• **Requirements**: Copy out the complete listing, word for word.

[Items from a data source]
==================================================

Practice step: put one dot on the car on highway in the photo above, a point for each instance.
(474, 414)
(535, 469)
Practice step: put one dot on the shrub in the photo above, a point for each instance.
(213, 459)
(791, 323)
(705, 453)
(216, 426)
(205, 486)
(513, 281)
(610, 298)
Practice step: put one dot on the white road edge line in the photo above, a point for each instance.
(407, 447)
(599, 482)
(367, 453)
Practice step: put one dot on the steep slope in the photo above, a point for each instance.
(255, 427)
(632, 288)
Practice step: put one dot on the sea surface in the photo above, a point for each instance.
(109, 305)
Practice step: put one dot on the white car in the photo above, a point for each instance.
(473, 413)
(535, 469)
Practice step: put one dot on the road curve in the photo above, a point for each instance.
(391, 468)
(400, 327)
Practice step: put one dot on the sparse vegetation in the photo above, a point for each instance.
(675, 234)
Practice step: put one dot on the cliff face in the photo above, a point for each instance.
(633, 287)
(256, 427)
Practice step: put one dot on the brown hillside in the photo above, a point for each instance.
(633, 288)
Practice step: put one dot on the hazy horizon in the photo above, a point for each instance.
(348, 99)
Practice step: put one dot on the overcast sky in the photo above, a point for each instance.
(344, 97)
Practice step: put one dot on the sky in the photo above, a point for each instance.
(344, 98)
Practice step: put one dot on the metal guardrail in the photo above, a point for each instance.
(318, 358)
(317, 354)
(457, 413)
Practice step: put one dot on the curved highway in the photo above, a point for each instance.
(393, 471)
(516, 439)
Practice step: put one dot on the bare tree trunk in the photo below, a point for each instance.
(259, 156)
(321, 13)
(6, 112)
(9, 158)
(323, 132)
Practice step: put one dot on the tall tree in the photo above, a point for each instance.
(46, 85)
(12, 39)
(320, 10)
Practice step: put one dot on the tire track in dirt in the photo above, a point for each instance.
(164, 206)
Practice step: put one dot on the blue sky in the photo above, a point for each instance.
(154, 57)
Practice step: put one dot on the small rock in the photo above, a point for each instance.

==================================================

• **Result**:
Practice step: put one dot on the car on highway in the photo above, a point for each instance.
(474, 414)
(535, 469)
Practice step: put one dot on the shrub in the photo above, a point for each instance.
(213, 459)
(791, 323)
(705, 453)
(216, 426)
(205, 486)
(513, 281)
(610, 298)
Practice step: put one dot on the white road edge line in the photo above, a point for each instance.
(407, 447)
(599, 482)
(367, 453)
Practice step: put one dot on the steep slope in the photo above, a point for each instance.
(255, 427)
(632, 288)
Practice step: put one dot on the sea surface in the photo above, a point for each instance.
(109, 305)
Practice step: put one dot on the white car in the photo above, a point for each instance.
(473, 413)
(535, 469)
Practice step: put one dot on the road curve in the photo above, a point for each instance.
(391, 468)
(400, 327)
Practice step: put one dot on the sparse vegetation in the photo above, a point for each instance.
(675, 234)
Practice step: put one dot on the cliff face in the photo above, a point for each instance.
(633, 287)
(256, 427)
Practice step: put one dot on the brown hillside in the photo above, a point for each instance.
(633, 288)
Practice step: put one dot on the hazy horizon in the photo above, a point for each instance.
(348, 99)
Practice step: put one dot on the overcast sky in the photo above, a point for each instance.
(344, 97)
Practice step: put one dot on the sky in the photo above, a point for each instance.
(344, 98)
Practice step: put one dot on the metal guardrail in the photo above, a point for each instance.
(318, 358)
(317, 354)
(457, 413)
Practice step: put one dot on the curved highway in the photo above, a point for each instance.
(393, 471)
(516, 439)
Practice step: put one dot on the bare tree trunk in the photo below, a point for each instance.
(259, 156)
(321, 13)
(6, 112)
(9, 158)
(323, 132)
Practice step: put one dot on the tall tree in the photo above, a point for each instance.
(46, 85)
(12, 39)
(320, 10)
Practice step: put one dot on the tire track in dirt in the photo above, a point for each instance.
(164, 206)
Practice step: put one dot on the blue sky in the photo above, a point for each instance.
(154, 57)
Practice step: put one dot on the small rock in the photo above, a point for each instance.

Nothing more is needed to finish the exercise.